**EXTRACT PROVIDED**
———
Eye on the Ball

This article originally appeared in the MIPCOM ’09 issue.

The sports-programming sector, like any other, is feeling the effects of the economic downturn, but not with equal force. Probably more than any other genre, sports programming has strategic potential. At the top end, the competition for individual properties is not only about ratings but about corporate success, and that makes properties like the American big leagues and top European football leagues relatively immune to the crisis.

“Some broadcasters are struggling in terms of advertising and sponsorship,” says Ian Holmes, the head of television distribution for Formula One Management, which is currently in renewal discussions with networks around the world. “Most of our conversations are with commercial free-to-air broadcasters, and they are the ones feeling the pinch. We are fortunate in that Formula 1 is generally perceived as something they must have. We are not necessarily expecting increases. Things have flattened out a little bit.”
 
The sports market basically has three tiers. One of the biggest differences between the distribution of sports and other programming is that a lot of sports programming below the top two tiers does not obtain rights fees from broadcasters. Rights holders are happy to get their events on the air without being paid by TV because their revenue comes from the sponsors and TV gives the exposure the sponsors want. In many cases, the sports even pay the broadcasters to get on the air by buying the time.
 
THE MUST-HAVES
The top tier includes most of the big football leagues, all of which are on pay TV first and foremost and are thus protected from any advertising downturn. Formula 1 and the Champions League also sit in this tier as must-haves. The Olympics and FIFA World Cup are, of course, in this tier but they do not take place every year and they negotiate well in advance, so they are not constrained to make deals in today’s poor climate.
 
“The middle tier is where they are feeling the pressure,” Holmes says. “These are events that broadcasters pay rights fees for. They are things broadcasters would like to have but don’t need to have. Networks need to identify what’s important in terms of audiences and targets and what really works for them, and sometimes these properties struggle.”
 
Then there’s that third tier. These are the sports properties that have not been getting rights fees anyway. Broadcasters still have airtime to fill. If anything, these sports might even be in a better position in today’s climate.
———
**WORK INSTRUCTIONS**
1. In the sports-programming article above, who is Ian Holmes's employer?
2. Set down the part of the sports-programming article above between "Eye on the Ball" and "to the crisis.", inclusive, word for word.
3. Write the next part of the sports-programming article above, starting right after its final sentence.

**DATASET SECTION**
———
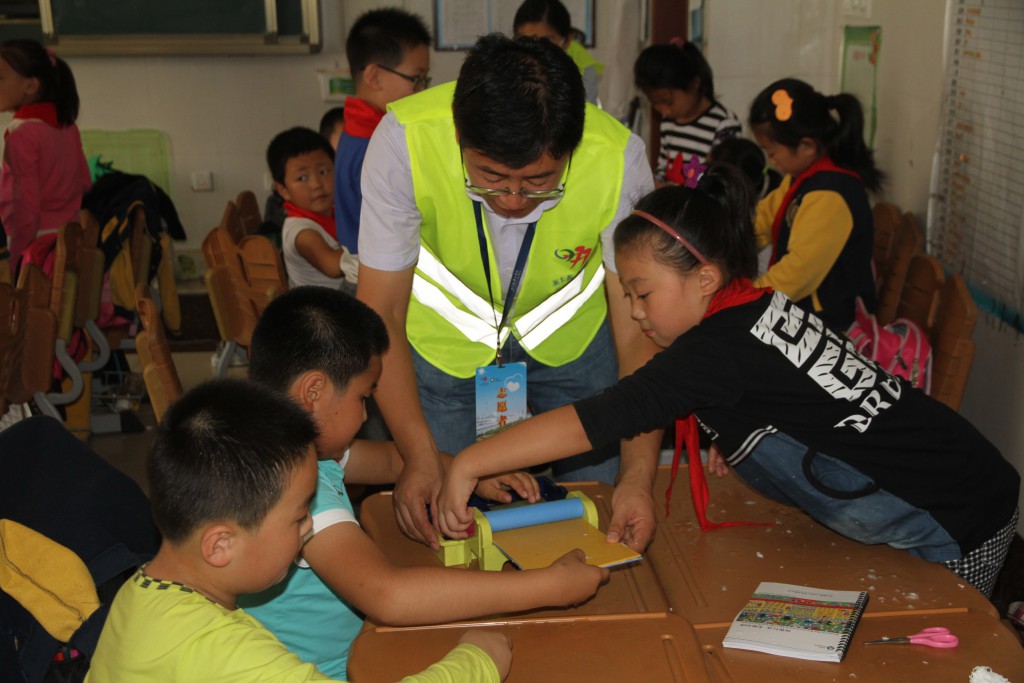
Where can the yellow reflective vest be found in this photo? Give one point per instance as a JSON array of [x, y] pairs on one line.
———
**EXPECTED RESPONSES**
1. Formula One Management

2.
Eye on the Ball

This article originally appeared in the MIPCOM ’09 issue.

The sports-programming sector, like any other, is feeling the effects of the economic downturn, but not with equal force. Probably more than any other genre, sports programming has strategic potential. At the top end, the competition for individual properties is not only about ratings but about corporate success, and that makes properties like the American big leagues and top European football leagues relatively immune to the crisis.

3.
 
“We are especially seeing the impact of the downturn in Eastern Europe, where the demand and price picture has changed,” says Jonas Persson, the chief executive of the Stockholm-based IEC in Sports, the world’s biggest tennis distributor with about 25 men’s ATP (Association of Tennis Professionals) and 20 WTA (Women’s Tennis Association) events, as well as Olympic sports such as badminton, table tennis, swimming and gymnastics. “Premium properties are still selling, but even they are seeing some impact in a market like the Ukraine. It’s worst for the next tier down.”
 
Asia is holding up well, with the exception of Japan, according to Persson. “There is generally still a good appetite for sports,” he says. “Sports programming has a big advantage in the current environment because it has the live element. It has something to offer that other programming does not. For the right programming, rights fees can even go up.”
 
PASSING THE PUCK
An example of that occurred recently in Sweden, where the price of the Swedish Ice Hockey Association rose by 20 percent to 25 percent recently when Canal+ Sport renewed the rights with its cousin TV4 taking over the free-to-air rights to the playoffs from TV5.
 
IEC is a subsidiary of Lagardère Sports, as are World Sport Group and Sportfive. The International Olympic Committee (IOC) has chosen Sportfive to handle distribution of the 2014 and 2016 Olympics broadcasting rights for Europe on a country-by-country basis, ending a 50-year partnership with the European Broadcasting Union (EBU). The IOC rejected a global bid from the EBU last year. The EBU paid about $740 million for the 2010 and 2012 Games package. For the IOC, the decision to switch partners was not only a matter of price.
 
The IOC view for the Vancouver and London Games was that it had long-term partners and would rely on them to redistribute rights to new-media outlets. That was convenient because it meant one deal per territory. But Timo Lumme, the managing director of IOC Television & Marketing Services, realized that just as it was not always enough to leave all the relationships with one broadcasting union to handle countries X, Y and Z and not worry about it, it did not necessarily make sense to rely on the broadcaster in a country to handle broadband, mobile or pay TV.
 
Sportfive has thus acquired the rights to the Olympics across all media platforms in 40 countries in Europe, excluding the five biggest markets plus Turkey. The rights for Italy (SKY Italia) and Turkey (Fox Turkey) have already been sold, while the IOC will negotiate directly in France, Germany, Spain and the U.K.
 
“For the big sports, life carries on regardless,” says Richard Bunn, the former controller of sports of the European Broadcasting Union, whose consultancy, RBI Network, advises many international governing bodies. “They are essentially safe. We are actually seeing increases in rights fees in some cases. They are not going down. What matters is whether there is competition. Where there is competition, fees continue to rise. For the other sports, things are more difficult, for two reasons. One is that broadcasters sometimes overpaid in the past. Two is the technological change that has taken place with audiences declining and young people watching less television.”
 
Bunn continues, “The same thing is happening in sport as in many other businesses. Companies are using the crisis as an excuse to make up for past mistakes. Sometimes they didn’t think carefully enough before making deals. Now a cleansing is taking place.” But, he adds, “You really cannot compare the current crisis with the last one at the time of the Internet bubble. Broadband has grown enormously.”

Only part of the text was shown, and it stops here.